Count the lines in the material that follows that contain the string "below", and reply with the number alone.

▸ Stored rows:
==============================
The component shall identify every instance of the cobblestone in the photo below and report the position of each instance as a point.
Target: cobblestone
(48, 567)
==============================
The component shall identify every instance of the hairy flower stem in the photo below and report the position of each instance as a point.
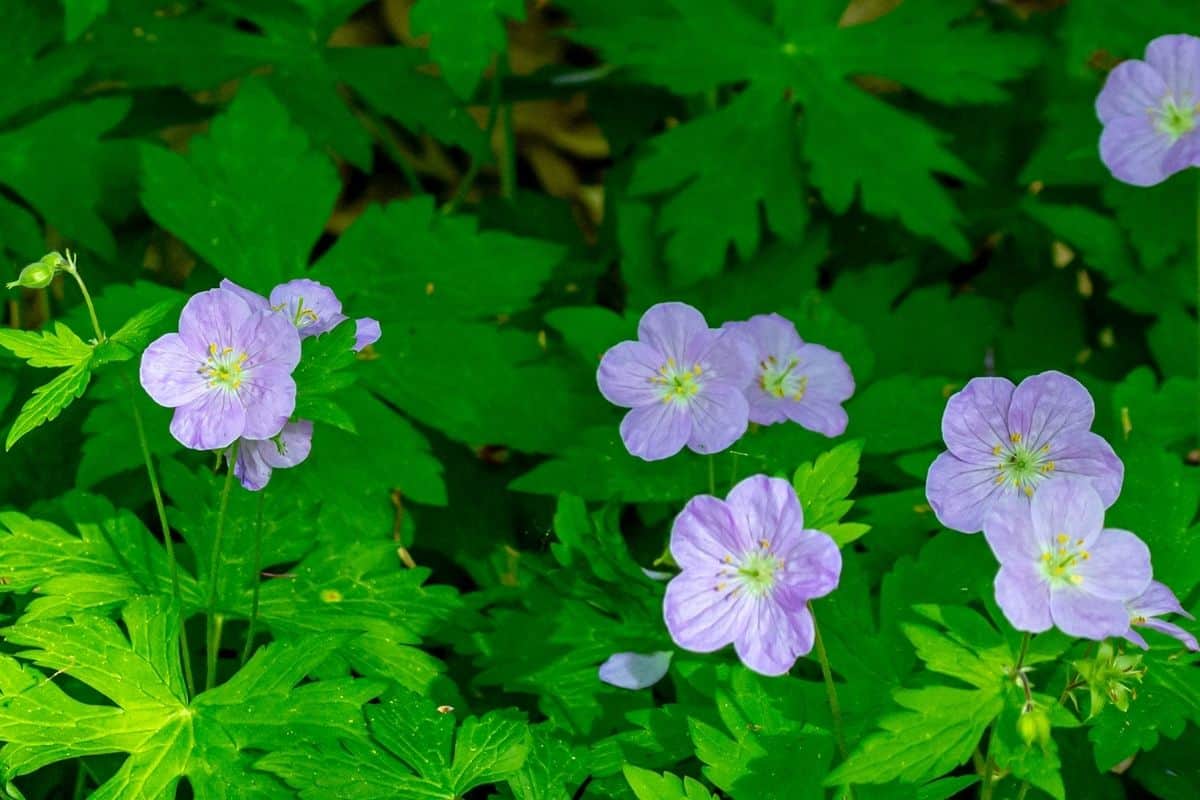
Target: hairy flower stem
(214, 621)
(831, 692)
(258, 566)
==============================
▸ Exercise answer: 2